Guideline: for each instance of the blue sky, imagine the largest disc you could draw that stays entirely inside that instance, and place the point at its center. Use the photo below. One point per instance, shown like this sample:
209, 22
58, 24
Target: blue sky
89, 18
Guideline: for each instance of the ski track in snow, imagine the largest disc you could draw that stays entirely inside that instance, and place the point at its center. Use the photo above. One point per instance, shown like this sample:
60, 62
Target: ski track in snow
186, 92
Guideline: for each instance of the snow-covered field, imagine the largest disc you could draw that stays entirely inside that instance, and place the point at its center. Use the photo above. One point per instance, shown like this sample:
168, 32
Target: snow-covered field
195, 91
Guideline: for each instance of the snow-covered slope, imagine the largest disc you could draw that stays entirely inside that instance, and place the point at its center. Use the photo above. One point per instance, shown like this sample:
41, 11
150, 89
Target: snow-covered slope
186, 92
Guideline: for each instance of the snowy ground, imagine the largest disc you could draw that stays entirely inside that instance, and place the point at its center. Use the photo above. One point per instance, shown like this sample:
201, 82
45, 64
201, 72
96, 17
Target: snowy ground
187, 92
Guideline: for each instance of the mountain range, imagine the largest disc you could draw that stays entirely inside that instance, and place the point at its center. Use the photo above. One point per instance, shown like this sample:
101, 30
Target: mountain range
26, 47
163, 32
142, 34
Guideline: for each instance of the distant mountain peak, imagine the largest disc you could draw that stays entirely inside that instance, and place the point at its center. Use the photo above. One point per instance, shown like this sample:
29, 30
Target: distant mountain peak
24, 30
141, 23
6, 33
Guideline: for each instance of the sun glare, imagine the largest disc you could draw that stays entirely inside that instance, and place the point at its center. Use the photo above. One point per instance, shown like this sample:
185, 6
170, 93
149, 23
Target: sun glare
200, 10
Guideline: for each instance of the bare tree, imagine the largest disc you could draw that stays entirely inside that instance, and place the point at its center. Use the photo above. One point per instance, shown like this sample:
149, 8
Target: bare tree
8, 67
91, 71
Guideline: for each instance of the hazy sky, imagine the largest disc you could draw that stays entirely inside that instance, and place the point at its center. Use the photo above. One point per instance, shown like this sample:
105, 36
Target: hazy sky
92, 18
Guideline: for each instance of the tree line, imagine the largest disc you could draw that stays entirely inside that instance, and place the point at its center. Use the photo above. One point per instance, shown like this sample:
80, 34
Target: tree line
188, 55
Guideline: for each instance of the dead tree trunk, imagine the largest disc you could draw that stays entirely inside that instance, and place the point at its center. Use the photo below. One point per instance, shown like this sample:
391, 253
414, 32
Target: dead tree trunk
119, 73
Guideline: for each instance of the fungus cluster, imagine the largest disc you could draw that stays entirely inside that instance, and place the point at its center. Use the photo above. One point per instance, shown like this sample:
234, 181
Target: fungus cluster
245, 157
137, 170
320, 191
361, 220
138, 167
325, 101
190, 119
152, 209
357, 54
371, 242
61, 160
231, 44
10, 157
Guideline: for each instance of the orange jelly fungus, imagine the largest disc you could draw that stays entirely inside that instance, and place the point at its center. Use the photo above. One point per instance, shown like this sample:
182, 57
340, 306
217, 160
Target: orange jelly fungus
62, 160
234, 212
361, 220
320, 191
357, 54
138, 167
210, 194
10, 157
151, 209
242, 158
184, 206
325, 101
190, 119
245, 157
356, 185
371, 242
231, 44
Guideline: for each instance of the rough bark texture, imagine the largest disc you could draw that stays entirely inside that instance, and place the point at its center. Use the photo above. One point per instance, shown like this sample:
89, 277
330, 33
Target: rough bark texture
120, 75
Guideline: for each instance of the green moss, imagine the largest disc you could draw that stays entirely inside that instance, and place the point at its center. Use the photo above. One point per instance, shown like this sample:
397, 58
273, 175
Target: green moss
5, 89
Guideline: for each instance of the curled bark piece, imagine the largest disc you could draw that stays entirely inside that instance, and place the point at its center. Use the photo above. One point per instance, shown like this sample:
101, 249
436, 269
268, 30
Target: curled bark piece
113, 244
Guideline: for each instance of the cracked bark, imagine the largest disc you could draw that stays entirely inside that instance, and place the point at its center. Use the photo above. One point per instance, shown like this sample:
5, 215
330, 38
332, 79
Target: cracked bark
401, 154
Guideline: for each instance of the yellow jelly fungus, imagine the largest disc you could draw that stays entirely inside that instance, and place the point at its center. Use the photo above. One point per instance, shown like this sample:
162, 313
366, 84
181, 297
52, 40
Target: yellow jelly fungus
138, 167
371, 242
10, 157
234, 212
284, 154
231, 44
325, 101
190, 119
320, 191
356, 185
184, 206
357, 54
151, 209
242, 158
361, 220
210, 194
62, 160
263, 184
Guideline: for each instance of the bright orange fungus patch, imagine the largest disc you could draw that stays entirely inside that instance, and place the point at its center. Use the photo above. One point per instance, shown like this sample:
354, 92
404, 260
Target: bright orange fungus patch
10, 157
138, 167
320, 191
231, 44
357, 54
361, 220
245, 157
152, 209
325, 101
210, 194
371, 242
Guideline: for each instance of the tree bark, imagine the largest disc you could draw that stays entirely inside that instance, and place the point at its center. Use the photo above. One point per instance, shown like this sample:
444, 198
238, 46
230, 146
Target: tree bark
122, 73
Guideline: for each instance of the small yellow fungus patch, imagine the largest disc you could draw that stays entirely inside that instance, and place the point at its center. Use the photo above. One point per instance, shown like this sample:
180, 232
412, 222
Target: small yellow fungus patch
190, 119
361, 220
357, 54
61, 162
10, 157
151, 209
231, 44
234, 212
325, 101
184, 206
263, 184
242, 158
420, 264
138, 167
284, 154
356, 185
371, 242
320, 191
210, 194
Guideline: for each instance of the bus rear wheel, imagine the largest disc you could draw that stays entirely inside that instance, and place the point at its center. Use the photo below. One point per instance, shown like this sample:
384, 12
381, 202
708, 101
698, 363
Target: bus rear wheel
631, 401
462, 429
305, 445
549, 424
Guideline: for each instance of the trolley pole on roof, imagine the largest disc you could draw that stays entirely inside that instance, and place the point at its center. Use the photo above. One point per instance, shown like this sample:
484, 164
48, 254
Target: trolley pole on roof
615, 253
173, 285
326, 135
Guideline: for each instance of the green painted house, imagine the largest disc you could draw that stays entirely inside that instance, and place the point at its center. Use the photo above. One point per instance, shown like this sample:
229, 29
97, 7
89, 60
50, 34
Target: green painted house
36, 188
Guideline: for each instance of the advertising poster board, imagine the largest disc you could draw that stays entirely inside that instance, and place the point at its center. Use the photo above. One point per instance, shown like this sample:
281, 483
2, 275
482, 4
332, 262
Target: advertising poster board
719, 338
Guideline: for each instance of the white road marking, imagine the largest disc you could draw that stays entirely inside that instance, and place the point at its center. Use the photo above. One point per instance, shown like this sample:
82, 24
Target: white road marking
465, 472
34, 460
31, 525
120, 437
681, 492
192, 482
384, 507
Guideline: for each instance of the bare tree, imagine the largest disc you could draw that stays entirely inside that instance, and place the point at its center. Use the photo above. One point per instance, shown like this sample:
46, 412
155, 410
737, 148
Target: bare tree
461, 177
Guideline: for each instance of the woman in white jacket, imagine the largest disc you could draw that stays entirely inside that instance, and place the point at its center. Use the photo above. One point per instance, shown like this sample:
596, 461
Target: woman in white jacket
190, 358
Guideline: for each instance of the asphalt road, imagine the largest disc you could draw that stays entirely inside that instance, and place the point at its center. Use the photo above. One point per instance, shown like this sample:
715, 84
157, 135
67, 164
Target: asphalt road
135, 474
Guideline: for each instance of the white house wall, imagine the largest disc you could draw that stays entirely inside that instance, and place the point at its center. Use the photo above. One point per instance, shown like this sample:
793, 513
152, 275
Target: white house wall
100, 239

**GOAL:** Copy each record from above exactly, and include every line.

**WRITTEN RESPONSE:**
Guideline: for each instance of the blue sky, imagine the largest disc you could draw that stays entirely inside that instance, and place the point at its center. Use the photo below. One point per instance, shown like this sample:
209, 22
58, 24
Target: blue sky
89, 18
Guideline: for each instance of the ski track in snow, imagine the largest disc you could draw that stays entirely inside that instance, and place the point at its center. Use the photo above. One point per instance, shown like this sample:
60, 62
Target: ski track in snow
186, 92
Guideline: for each instance of the snow-covered field, imagine the largest disc you could draw that stays entirely inside that instance, and place the point at its center. Use the photo above. One point per instance, shown like this sample:
168, 32
Target: snow-covered field
195, 91
Guideline: for each instance of the snow-covered slope, imagine the largest disc you could draw that stays entirely inside that instance, and place the point at its center. Use the photo above. One point per instance, shown like this sample:
41, 11
150, 89
Target: snow-covered slope
186, 92
Guideline: for each instance of the snowy ground, imagine the largest disc you could draw that stays entirely inside that instance, and place the point at its center. Use the photo above. One point per instance, shown like this sample:
201, 82
45, 64
201, 72
96, 17
Target: snowy ground
187, 92
Guideline: for each instance of the mountain range, imagine the largest disc you could draw that stays entirely inside that instance, and place the point at its center. Use the photo above. One point per instance, shown like this sample:
101, 30
Target: mountain range
26, 47
163, 32
142, 34
Guideline: for each instance of the distant mountain peak, imagine the largest disc you could draw that stays entirely inside that instance, and place the point at its center. Use the photo above. One point per instance, shown like this sample:
29, 30
Target: distant mountain peak
24, 30
141, 23
6, 33
Guideline: for each instance of the sun glare, imagine the largest disc you could draw that stays entirely inside that instance, and place the point at its center. Use the photo above. One point per instance, shown like this sample:
185, 6
170, 93
149, 23
Target: sun glare
200, 10
Guideline: for each instance of the bare tree, imagine the largest disc you could draw that stays entirely inside that instance, and place the point at its center. Use the photo above. One point per instance, shown like this sample:
149, 8
Target: bare tree
8, 67
91, 71
Guideline: for each instance of the hazy sky, imagine the largest disc you could draw that stays entirely inside that instance, and place the point at its center. Use the photo above. One point per instance, shown like this sample:
105, 36
Target: hazy sky
92, 18
Guideline: for each instance of the tree line, imagine the largest disc you could draw that stays entirely inside that instance, and place the point at its center. Use the photo above. One point per instance, shown like this sample:
80, 34
Target: tree line
188, 55
Guideline: for each instance of the dead tree trunk, imagine the largest disc you could draw that stays entirely inside that instance, and place the point at its center. Use the photo below. One point per instance, shown like this sample:
391, 253
414, 32
Target: dead tree trunk
119, 73
Guideline: for each instance of the fungus cluster, imagine the largest disc you could draw that stays entirely inside that instance, and place the point at its center. Use the photo above. One point per instance, shown like this sample:
234, 181
Target: fungus cluster
245, 157
137, 170
320, 191
361, 220
138, 167
325, 101
190, 119
152, 209
357, 54
371, 242
61, 160
231, 44
10, 157
Guideline: for each instance of the orange jelly fungus, imagine the largest disc you could draw that stays entirely inside that instance, and place the point at its center. Use the photo above. One point per instance, shown like this sample:
182, 57
340, 306
217, 160
Target: orange jelly fungus
62, 160
234, 212
361, 220
320, 191
357, 54
138, 167
210, 194
10, 157
151, 209
242, 158
184, 206
325, 101
190, 119
245, 157
356, 185
371, 242
231, 44
Guideline: for each instance of the rough bark texture, imagine the largest disc you could draw that stays entirely inside that instance, and place the point at its center. Use the photo above. One point per instance, shown like this sample:
89, 277
330, 33
Target: rough bark texture
120, 75
Guideline: for each instance of the green moss, imagine the largest disc you could draw that stays entirely inside that instance, and place the point at its center. Use the photo above. One point per instance, shown like this sample:
397, 58
273, 175
Target: green moss
5, 89
Guideline: for each instance of the curled bark piece, imagine the largest disc you could draw that stays entirely inside that instance, and place the point at its center. Use the photo above. One point per instance, shown like this sample:
101, 249
436, 269
268, 30
Target: curled bark piece
113, 244
Guideline: for each instance of the cracked bark, imagine the largest disc you could draw that stays entirely inside that instance, and place the point at its center. Use the photo above. One point per instance, shown like this sample:
5, 215
330, 38
332, 79
Target: cracked bark
401, 154
Guideline: for each instance of the yellow jelly fungus, imagine the largest disc you could draw that stays entirely inside that instance, and place the point at its center. Use the photo above. One point per instance, shown like this sample:
162, 313
366, 84
181, 297
52, 40
Target: yellow jelly fungus
138, 167
371, 242
10, 157
234, 212
284, 154
231, 44
325, 101
190, 119
320, 191
356, 185
184, 206
357, 54
151, 209
242, 158
361, 220
210, 194
62, 160
263, 184
Guideline: for each instance of the bright orange fungus patch, imagine the largest disc you could draw that stays entirely inside that instance, and place the point at its center. Use the photo above. One point per instance, shown like this sample:
354, 92
404, 260
Target: bright orange fungus patch
10, 157
138, 167
320, 191
231, 44
357, 54
361, 220
245, 157
152, 209
325, 101
210, 194
371, 242
Guideline: for each instance of the tree bark, imagine the largest disc you could draw that stays entirely inside that instance, and place the point at its center. Use the photo above. One point per instance, shown like this sample:
444, 198
238, 46
230, 146
Target: tree bark
122, 73
Guideline: for each instance of the small yellow fungus patch, imagine the largest disc you could draw that stays entirely inside that instance, and place the point at its center. Use the photo above. One point per instance, shown like this sample:
180, 232
412, 222
Target: small yellow fungus patch
190, 119
361, 220
357, 54
61, 162
10, 157
151, 209
231, 44
234, 212
325, 101
184, 206
263, 184
242, 158
420, 264
138, 167
284, 154
356, 185
371, 242
320, 191
210, 194
Guideline: for each instance of the bus rear wheel, imagine the largest disc you could draw that stays entirely inside that instance, and place the point at its center. Use the photo below. One point per instance, shown like this sample:
384, 12
381, 202
708, 101
698, 363
Target: bus rear wheel
631, 401
462, 429
305, 445
549, 424
Guideline: for each instance of the trolley pole on roof, imagine the largest disc you could draw that stays entirely inside that instance, and place the point at its center. Use the photo above. One point per instance, shown like this sample:
484, 164
48, 254
Target: trolley pole on roof
615, 253
173, 285
326, 135
Guideline: for each instance of the green painted house, imagine the largest disc you could draw that stays entirely inside that instance, and place the point at its center. Use the photo above. One point per instance, shown like this sample:
229, 29
97, 7
89, 60
50, 34
Target: green painted house
36, 188
Guideline: for each instance of the advertising poster board, imagine the largest disc you could draw that stays entirely inside that instance, and place the point at its center. Use the photo above. One point per instance, shown like this sample:
281, 483
2, 275
482, 4
332, 262
Target: advertising poster board
719, 338
Guideline: for each instance of the white road marking, imagine the largest disc you could draw that stays entirely inside that instance, and place the point at its center. Use the photo above. One point per instance, shown like this sample:
82, 24
Target: white road marking
465, 472
34, 460
31, 525
120, 437
681, 492
192, 482
384, 507
Guideline: for each instance of the bare tree, imagine the largest disc you could draw that stays entirely inside that instance, and place the point at its center. Use the photo above. One point per instance, shown like this sample:
46, 412
155, 410
737, 148
Target: bare tree
461, 177
Guideline: for each instance of the woman in white jacket, imagine the largest disc you could draw that stays entirely inside that instance, and place the point at its center. Use the photo above. One point per instance, shown like this sample:
596, 461
Target: woman in white jacket
190, 358
Guideline: for each instance of the asphalt road, imagine the largest disc you could draw that stays entirely inside that instance, and place the point at its center. Use the photo above. One point per instance, shown like this sample:
715, 84
157, 135
67, 164
Target: asphalt road
135, 474
Guideline: for each instance of the white house wall, imagine the largest disc you could draw that stays entirely inside that instance, and place the point at its center. Use the photo above. One point per instance, shown like this sample:
793, 513
152, 275
Target: white house wall
100, 239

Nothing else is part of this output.